→ **Requirements**: Pull out every line in the items below that contains the word "blurred", and list them as they appear.

Point labeling examples
+++

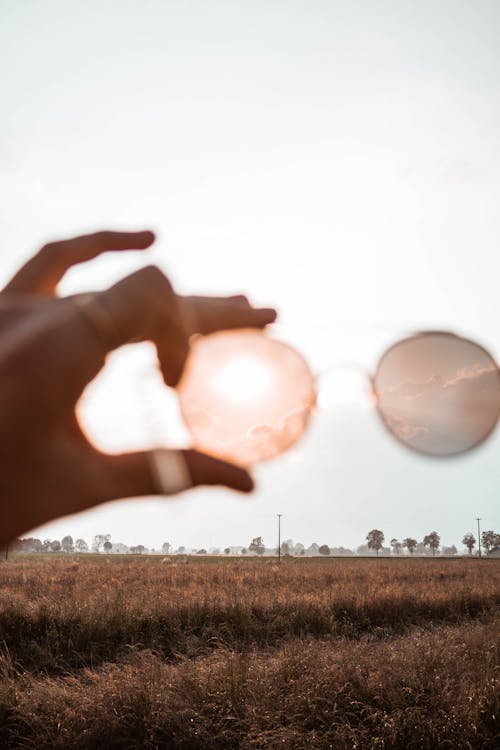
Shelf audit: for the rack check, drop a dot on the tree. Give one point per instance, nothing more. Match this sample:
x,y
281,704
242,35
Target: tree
x,y
375,539
99,540
67,544
257,545
138,550
490,539
396,546
432,541
410,544
469,540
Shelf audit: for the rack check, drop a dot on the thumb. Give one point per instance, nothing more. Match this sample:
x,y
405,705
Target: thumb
x,y
164,472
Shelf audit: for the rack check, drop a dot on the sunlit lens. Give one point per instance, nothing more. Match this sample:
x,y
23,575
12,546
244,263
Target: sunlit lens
x,y
245,397
438,393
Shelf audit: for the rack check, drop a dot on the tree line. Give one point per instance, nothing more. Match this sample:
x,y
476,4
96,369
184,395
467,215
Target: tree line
x,y
101,543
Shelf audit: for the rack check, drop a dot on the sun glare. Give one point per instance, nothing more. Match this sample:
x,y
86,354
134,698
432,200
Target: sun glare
x,y
243,380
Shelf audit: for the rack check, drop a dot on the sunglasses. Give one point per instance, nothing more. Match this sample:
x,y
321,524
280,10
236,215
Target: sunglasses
x,y
247,397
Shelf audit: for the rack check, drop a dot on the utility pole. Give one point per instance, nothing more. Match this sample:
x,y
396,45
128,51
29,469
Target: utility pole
x,y
479,536
279,536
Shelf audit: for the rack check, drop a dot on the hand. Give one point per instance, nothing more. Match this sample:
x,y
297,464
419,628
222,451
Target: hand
x,y
50,349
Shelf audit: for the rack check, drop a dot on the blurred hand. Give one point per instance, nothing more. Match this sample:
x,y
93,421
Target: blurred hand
x,y
51,348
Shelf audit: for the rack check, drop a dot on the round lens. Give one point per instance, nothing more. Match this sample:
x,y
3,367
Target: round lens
x,y
438,393
245,397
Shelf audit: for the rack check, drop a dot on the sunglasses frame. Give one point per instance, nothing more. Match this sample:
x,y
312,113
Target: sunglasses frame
x,y
419,335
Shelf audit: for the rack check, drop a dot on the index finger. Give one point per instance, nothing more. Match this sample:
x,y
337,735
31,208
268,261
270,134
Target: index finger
x,y
42,273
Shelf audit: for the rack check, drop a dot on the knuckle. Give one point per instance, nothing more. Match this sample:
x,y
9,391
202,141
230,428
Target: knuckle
x,y
51,251
156,278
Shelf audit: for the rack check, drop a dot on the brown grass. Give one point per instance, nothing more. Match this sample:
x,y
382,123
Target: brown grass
x,y
243,654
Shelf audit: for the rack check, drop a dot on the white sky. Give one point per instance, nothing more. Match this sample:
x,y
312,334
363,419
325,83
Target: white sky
x,y
339,159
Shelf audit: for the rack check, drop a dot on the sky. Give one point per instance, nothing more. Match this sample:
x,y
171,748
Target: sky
x,y
339,159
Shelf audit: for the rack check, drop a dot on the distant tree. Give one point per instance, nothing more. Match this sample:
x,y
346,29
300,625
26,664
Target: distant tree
x,y
81,545
469,540
341,552
375,539
396,546
432,541
410,544
67,544
98,543
28,546
257,545
490,539
137,550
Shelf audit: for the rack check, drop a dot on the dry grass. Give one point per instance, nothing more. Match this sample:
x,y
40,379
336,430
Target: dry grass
x,y
241,654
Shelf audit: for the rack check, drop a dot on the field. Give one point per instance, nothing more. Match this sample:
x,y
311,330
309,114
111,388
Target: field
x,y
144,652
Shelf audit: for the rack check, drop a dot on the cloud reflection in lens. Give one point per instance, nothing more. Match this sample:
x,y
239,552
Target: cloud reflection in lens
x,y
438,393
244,396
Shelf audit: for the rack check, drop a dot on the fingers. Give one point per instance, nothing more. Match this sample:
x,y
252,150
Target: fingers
x,y
133,475
208,314
41,274
205,470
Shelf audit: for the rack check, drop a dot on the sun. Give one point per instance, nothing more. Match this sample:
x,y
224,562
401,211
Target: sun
x,y
243,380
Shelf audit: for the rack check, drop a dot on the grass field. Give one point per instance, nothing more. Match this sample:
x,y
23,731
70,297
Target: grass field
x,y
145,652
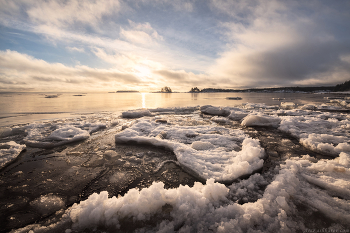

+++

→ **Answer to the task**:
Shelf audit: for the rack check, drop a dot on the blurred hand. Give one point per instance, nothing more. Match this sample:
Target: blurred hand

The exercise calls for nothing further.